= Description of the task =
Only the lines holding the word "front" are wanted; copy each of them from the listing.

= Entries shown =
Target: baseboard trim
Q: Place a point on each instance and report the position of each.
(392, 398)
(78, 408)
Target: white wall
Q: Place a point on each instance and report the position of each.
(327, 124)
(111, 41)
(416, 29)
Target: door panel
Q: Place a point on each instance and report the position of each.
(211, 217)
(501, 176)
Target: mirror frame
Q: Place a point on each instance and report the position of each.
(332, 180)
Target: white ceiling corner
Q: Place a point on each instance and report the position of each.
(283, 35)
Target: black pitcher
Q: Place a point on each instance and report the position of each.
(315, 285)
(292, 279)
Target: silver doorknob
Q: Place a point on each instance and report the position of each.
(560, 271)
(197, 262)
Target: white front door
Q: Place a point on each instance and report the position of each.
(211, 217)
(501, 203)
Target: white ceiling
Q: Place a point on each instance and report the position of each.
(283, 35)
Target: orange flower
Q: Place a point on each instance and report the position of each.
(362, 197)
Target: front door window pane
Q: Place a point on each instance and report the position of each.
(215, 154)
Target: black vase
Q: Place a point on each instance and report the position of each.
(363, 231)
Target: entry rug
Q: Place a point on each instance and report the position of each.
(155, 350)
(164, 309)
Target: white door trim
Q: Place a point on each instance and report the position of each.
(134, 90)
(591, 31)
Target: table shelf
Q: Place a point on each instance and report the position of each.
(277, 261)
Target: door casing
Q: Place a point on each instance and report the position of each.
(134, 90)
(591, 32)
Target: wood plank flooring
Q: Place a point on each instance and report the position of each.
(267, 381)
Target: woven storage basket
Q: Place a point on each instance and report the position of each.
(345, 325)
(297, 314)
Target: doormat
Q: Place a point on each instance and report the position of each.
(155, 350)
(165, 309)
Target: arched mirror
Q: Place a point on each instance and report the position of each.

= Answer =
Target: white front door
Target: front door window pane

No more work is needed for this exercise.